Your assignment: Continue the article below about smoking and healing after breast lifts, starting after its last sentence.

Text:
Smoking can make your nipples fall off: Plastic surgeon warns of gangrene following breast lift
Smoking can make your nipples fall off – this is the astonishing claim by Dr Anthony Youn, one of American”s top plastic surgeons.
The practitioner from Detroit, Michigan, was quick to point out this applied to patients who underwent breast lifts to perk up their chests.
He said the nicotine and carbon monoxide taken in during smoking can disrupt blood flow to different parts of the body and so disrupts the healing process following surgery.
Smoking not only kills but can also disrupt the healing process after cosmetic operations such as breast lifts
The toxins can act as a “virtual tourniquet” and effectively kill a body part by stopping blood from reaching it.
Speaking to CNN Health, Dr Youn said: “I cringe every time I see a patient for a breast lift who is a smoker.
“I’m deathly afraid that despite my warnings, she will smoke before or after surgery and cause her nipples to turn black and fall off.
“I”ve seen it before,” he claimed.
Dr Youn said he treated one female smoker whose nipples had turned purple after smoking caused the tiny veins in the breast to fail, leading to a backup of old blood.
Left untreated they could have turned black and fallen off.
He had to resort to using leeches over several days to suck out the old blood and so restore the woman”s nipples to a healthy pink.

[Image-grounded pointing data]
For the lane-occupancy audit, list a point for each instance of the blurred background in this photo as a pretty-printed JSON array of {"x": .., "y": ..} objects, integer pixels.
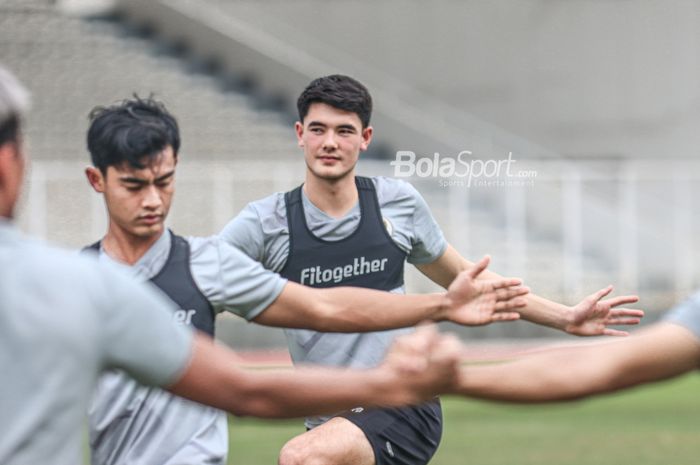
[{"x": 596, "y": 102}]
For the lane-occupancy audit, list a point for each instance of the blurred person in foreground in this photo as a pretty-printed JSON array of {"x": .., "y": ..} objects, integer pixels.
[
  {"x": 663, "y": 350},
  {"x": 335, "y": 218},
  {"x": 65, "y": 318},
  {"x": 134, "y": 148}
]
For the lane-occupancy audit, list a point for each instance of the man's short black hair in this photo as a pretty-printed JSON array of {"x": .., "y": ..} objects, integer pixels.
[
  {"x": 338, "y": 91},
  {"x": 9, "y": 130},
  {"x": 14, "y": 103},
  {"x": 134, "y": 131}
]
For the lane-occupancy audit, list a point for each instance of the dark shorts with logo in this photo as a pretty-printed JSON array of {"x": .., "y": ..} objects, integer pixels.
[{"x": 401, "y": 436}]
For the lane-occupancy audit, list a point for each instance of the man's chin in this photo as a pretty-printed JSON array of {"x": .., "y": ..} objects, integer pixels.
[{"x": 146, "y": 232}]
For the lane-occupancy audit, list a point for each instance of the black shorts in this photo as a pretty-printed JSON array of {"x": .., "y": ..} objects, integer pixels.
[{"x": 400, "y": 436}]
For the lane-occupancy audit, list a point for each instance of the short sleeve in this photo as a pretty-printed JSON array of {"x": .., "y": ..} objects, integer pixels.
[
  {"x": 139, "y": 334},
  {"x": 261, "y": 231},
  {"x": 403, "y": 200},
  {"x": 686, "y": 314},
  {"x": 231, "y": 280},
  {"x": 244, "y": 232}
]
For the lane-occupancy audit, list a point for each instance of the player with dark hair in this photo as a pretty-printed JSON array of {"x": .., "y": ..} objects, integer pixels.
[
  {"x": 133, "y": 146},
  {"x": 64, "y": 319},
  {"x": 337, "y": 218}
]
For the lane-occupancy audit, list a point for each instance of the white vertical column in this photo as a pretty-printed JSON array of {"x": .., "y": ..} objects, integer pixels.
[
  {"x": 628, "y": 230},
  {"x": 37, "y": 201},
  {"x": 572, "y": 231},
  {"x": 682, "y": 232},
  {"x": 516, "y": 230}
]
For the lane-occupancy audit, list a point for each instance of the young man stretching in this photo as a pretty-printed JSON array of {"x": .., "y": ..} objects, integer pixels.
[
  {"x": 134, "y": 149},
  {"x": 64, "y": 319},
  {"x": 337, "y": 220}
]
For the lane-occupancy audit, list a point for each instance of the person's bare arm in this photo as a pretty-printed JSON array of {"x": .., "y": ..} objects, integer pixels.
[
  {"x": 212, "y": 378},
  {"x": 590, "y": 317},
  {"x": 661, "y": 351},
  {"x": 468, "y": 301}
]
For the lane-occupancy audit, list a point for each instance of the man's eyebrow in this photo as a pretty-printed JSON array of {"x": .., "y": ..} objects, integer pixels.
[
  {"x": 165, "y": 176},
  {"x": 135, "y": 180}
]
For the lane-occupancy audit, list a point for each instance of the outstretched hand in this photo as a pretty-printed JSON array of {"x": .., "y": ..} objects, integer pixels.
[
  {"x": 592, "y": 316},
  {"x": 475, "y": 302},
  {"x": 425, "y": 364}
]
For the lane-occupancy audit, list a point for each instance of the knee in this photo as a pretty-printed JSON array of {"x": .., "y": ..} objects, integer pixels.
[{"x": 296, "y": 453}]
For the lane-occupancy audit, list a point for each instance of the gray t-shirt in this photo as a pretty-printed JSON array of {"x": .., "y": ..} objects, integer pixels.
[
  {"x": 686, "y": 314},
  {"x": 63, "y": 320},
  {"x": 261, "y": 231},
  {"x": 130, "y": 423}
]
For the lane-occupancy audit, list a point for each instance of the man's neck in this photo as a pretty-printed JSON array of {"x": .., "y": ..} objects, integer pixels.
[
  {"x": 335, "y": 198},
  {"x": 125, "y": 247}
]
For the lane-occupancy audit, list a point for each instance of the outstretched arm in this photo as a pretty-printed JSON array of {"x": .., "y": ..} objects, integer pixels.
[
  {"x": 213, "y": 379},
  {"x": 590, "y": 317},
  {"x": 661, "y": 351},
  {"x": 468, "y": 301}
]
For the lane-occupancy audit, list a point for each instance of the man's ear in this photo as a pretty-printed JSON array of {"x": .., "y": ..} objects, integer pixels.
[
  {"x": 95, "y": 178},
  {"x": 366, "y": 137}
]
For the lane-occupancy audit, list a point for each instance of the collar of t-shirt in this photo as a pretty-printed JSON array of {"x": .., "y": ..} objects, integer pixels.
[
  {"x": 327, "y": 227},
  {"x": 147, "y": 266}
]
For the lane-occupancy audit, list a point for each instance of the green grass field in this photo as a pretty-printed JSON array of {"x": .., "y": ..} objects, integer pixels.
[{"x": 658, "y": 424}]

Response to this exercise:
He told CNN he now made sure all of his patients understood the dire outcomes that could result from smoking following a cosmetic operation.
“If you are having a breast lift or reduction and you smoke, your nipples could turn black and fall off.
“If you are having a tummy tuck and you smoke, you may get an infection resulting in a big gross open wound that will take three months to heal.
“If you are having a facelift and you smoke, the skin of your cheek could turn black and slough off, leaving exposed fat.”
Those applying for cosmetic surgery such as tummy tucks or breast surgery on the NHS must be non-smokers.
According to the NHS: Research has shown smokers have more
problems with wound healing than non-smokers.
“This means they are likely to have to stay in hospital for longer and may require treatment for infections.
“Procedures are more likely to be successful in those who do not smoke.”